# [DIRECTIONS FOR THIS TASK]
Give the data again exactly, without images.

# [PROVIDED DATA]
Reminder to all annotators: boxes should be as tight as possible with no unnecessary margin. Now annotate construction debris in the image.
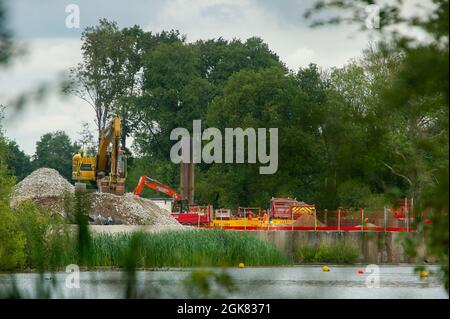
[10,168,183,230]
[293,214,325,227]
[91,192,184,229]
[10,168,74,212]
[12,168,74,201]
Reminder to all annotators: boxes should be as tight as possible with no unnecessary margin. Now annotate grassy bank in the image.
[7,224,290,270]
[295,243,360,264]
[85,230,290,268]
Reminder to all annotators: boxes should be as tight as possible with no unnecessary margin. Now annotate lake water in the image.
[0,265,447,299]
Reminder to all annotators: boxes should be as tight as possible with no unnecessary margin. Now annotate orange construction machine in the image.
[133,176,210,225]
[134,176,183,201]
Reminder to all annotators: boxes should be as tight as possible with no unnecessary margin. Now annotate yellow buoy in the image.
[322,265,330,272]
[239,262,245,268]
[420,271,428,278]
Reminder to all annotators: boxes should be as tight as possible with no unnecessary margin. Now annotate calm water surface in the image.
[0,265,447,299]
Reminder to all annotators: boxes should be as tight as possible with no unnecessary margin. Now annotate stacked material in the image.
[11,168,74,212]
[91,192,184,229]
[11,168,183,229]
[293,214,326,227]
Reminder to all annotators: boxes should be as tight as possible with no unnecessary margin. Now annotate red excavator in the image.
[134,176,184,201]
[133,176,210,225]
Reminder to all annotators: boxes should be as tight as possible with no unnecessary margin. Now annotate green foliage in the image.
[32,130,77,180]
[0,161,25,270]
[14,202,71,271]
[0,202,26,270]
[4,140,33,181]
[295,243,360,264]
[73,190,93,266]
[86,230,288,268]
[183,269,236,298]
[307,0,449,290]
[337,180,372,210]
[295,245,317,263]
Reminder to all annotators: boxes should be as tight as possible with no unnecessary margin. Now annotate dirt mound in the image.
[293,214,325,227]
[11,168,183,229]
[11,168,74,210]
[91,192,184,229]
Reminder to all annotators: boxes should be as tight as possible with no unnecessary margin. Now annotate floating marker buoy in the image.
[357,268,364,275]
[420,271,428,278]
[322,265,330,272]
[239,262,245,268]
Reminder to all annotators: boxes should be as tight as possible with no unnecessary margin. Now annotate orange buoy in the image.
[357,268,364,275]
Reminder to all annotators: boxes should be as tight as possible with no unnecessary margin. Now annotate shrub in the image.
[15,201,71,270]
[315,242,360,264]
[295,245,317,263]
[295,242,360,264]
[0,203,26,270]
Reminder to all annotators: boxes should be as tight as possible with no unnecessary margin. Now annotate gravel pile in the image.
[91,192,184,229]
[11,168,74,212]
[11,167,183,229]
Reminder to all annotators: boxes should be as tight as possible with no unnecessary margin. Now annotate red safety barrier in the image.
[194,225,416,232]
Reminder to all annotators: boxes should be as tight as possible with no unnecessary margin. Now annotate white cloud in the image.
[1,1,374,156]
[285,48,316,70]
[1,38,93,155]
[146,0,370,69]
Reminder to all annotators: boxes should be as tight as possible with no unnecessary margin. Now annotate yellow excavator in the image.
[72,116,126,195]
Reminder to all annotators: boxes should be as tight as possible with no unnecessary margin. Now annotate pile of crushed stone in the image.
[91,192,184,229]
[11,168,74,212]
[10,168,183,229]
[12,168,75,200]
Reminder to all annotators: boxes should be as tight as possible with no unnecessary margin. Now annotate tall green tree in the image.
[71,20,148,149]
[203,65,328,208]
[32,131,77,180]
[307,0,449,290]
[4,140,32,181]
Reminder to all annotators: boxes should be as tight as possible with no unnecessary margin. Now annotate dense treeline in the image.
[3,21,448,212]
[0,0,448,290]
[60,16,445,213]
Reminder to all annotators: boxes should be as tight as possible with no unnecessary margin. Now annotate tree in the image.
[306,0,449,290]
[69,20,125,138]
[32,131,77,181]
[203,66,328,208]
[5,140,32,181]
[77,122,96,156]
[70,20,147,149]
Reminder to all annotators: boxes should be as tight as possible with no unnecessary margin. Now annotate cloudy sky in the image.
[0,0,379,155]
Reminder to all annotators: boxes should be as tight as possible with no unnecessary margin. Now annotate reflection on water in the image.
[0,265,447,299]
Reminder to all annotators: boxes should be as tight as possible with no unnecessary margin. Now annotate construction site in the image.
[1,0,447,301]
[7,115,429,265]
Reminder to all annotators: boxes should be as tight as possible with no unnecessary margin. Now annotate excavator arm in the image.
[96,116,121,175]
[72,116,126,195]
[96,116,126,194]
[134,176,183,201]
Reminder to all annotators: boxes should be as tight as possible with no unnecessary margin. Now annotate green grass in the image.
[16,229,289,270]
[86,229,289,268]
[295,242,360,264]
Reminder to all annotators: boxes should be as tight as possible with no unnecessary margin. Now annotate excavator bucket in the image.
[115,181,125,195]
[97,177,125,195]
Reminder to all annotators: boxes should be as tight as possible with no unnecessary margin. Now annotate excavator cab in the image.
[72,116,127,195]
[72,150,96,192]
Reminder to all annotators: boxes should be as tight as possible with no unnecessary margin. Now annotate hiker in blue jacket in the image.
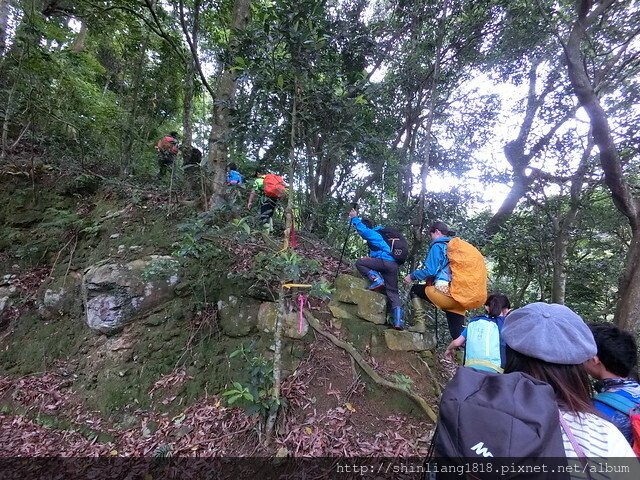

# [OUTPUT BELOW]
Reminder to all annotators: boxes should be as tight as possible with no unnecessary margin. Now annotate construction debris in the image.
[10,168,183,230]
[293,214,325,227]
[91,192,184,229]
[10,168,74,212]
[12,168,74,201]
Reminder to all annotators: boxes should be as tight as possible with no unnecessary margin. Now annotate grassy bank in the image.
[7,224,290,270]
[295,243,360,264]
[85,230,290,268]
Reminder to all annotators: boxes should be as tight as possible with no unnecessary margin. Now annotate lake water in the image.
[0,265,447,299]
Reminder to all annotators: boxes should be as tight as possible with no unnecessary margin. Now annotate orange construction machine in the image.
[133,176,210,225]
[134,176,183,201]
Reminder to all annotators: boxes should be as tight as possible with no unnecessary margin. Now annotate yellow buoy in the image.
[322,265,330,272]
[239,262,245,268]
[420,271,428,278]
Reminder to all annotators: boxes should be as tight as possible with no unnecessary margin. Now annotate calm water surface in the image.
[0,265,447,299]
Reminder to all annotators: boxes should be as tight as possible with no unnecessary margin. Now annotate stacked material in the image.
[11,168,74,212]
[91,192,184,229]
[11,168,183,229]
[293,214,326,227]
Reminder to all annotators: boxes should be as tight as possible with no unnecessary margin. Now annotate red excavator in the image.
[134,176,184,201]
[133,176,210,225]
Reminder to all annotators: boxes should be as tight as possible with no unnecessary margin. Now annotate green foliage in the image.
[32,130,77,180]
[0,161,25,270]
[14,202,71,271]
[0,202,26,270]
[4,140,33,181]
[295,243,360,264]
[73,190,93,266]
[86,230,288,268]
[183,269,236,298]
[307,0,449,290]
[337,180,372,210]
[295,245,317,263]
Reminder to all annotators: boxes should be as tight as possible with no unnecessary margin. Now annotate dirt mound in the image.
[293,214,325,227]
[11,168,183,229]
[11,168,74,210]
[91,192,184,229]
Reminder to all annotators: boxes should be as tight as possible with no unnecessary margin. Now annotate floating marker buoy in the image.
[357,268,364,275]
[420,271,428,278]
[322,265,330,272]
[239,262,245,268]
Reminder to all annotators: boxes should be as tight as possible with no unnecessary margin. Now annotate orange buoy in the image.
[357,268,364,275]
Reminder to all annotators: boxes should be as tight as possible with no unnecessary margin. Now annotate shrub in the image.
[15,201,71,270]
[315,242,360,264]
[295,245,317,263]
[295,242,360,264]
[0,203,26,270]
Reminder to all annotators: boxes should be as tight as possible with no unnecessary margin. Now annotate gravel pile in the image.
[91,192,184,229]
[11,168,74,212]
[11,167,183,229]
Reminder to all annotators: boxes should be as tight as possible with no unnecessary margin. Now annotate red safety barrier in the image.
[194,225,416,232]
Reminder to all annotators: boxes should be as tight as possible with no unnecessary margin. Now annotate white cloud in the image.
[1,1,374,156]
[285,48,316,70]
[1,38,93,155]
[146,0,370,69]
Reminder to all annotators: boxes should be as tight as possible with no unnecessary margin. Now annotate yellow excavator in the image.
[72,116,126,195]
Reminder to all annotators: boxes should be as tight as possible with no unnecessary margin. Now annotate pile of crushed stone in the image.
[91,192,184,229]
[11,168,74,212]
[10,168,183,229]
[12,168,75,200]
Reminder to all annotators: boxes should be as tight as possible with no unnecessary margin. Now annotate tall green tree in the image.
[71,20,148,149]
[203,65,328,208]
[32,131,77,180]
[307,0,449,290]
[4,140,32,181]
Reminder to all annotators: boxes should be as tight as possible with no unnecessary margin. Now annotate dense treeline in the image.
[3,21,448,212]
[0,0,448,290]
[60,16,445,213]
Reminder to all annotators: boxes should be as tight as possible with no unnecessary margin. Now annotate tree in the image.
[306,0,449,290]
[69,20,125,138]
[32,131,77,181]
[203,66,328,208]
[5,140,32,181]
[77,122,96,156]
[70,20,147,149]
Reminder to all annotators: boxes should be as tight as possible with no unnecessary margin. Now annotate cloudy sky in the image.
[0,0,379,155]
Reminder to all annotators: boxes should be as tight as possible with no unnecessary margin. Now annotate reflection on water in the image.
[0,265,447,299]
Reminder to all annotators: boxes should be as tight as possible with no unnecessary margin. Now annotate construction site in the image.
[1,0,447,301]
[7,115,429,265]
Reminder to all annotators: boxes should be as tight as possible with no unnecessary margin. Now annotate excavator arm in the image.
[96,116,121,175]
[72,116,126,195]
[96,116,126,194]
[134,176,183,201]
Reminder to all annotators: boxes should be as tight as possible with no unnecessary margin. Now annotate green grass in the image.
[16,229,289,270]
[86,229,289,268]
[295,242,360,264]
Reminder to all annotators: boxes should be as tight as possible with no unnecessary margin. Now annotate excavator bucket in the image.
[115,181,125,195]
[97,177,125,195]
Reminder to all annotators: boxes should be as tight as possible with no unnecessary margin. Now annotate excavator cab in the image.
[72,116,127,195]
[72,150,96,192]
Reminder to all annotators: boxes should be as tight as possible with no unnecessary margin. Now annotate hiker in blue jacket in the image.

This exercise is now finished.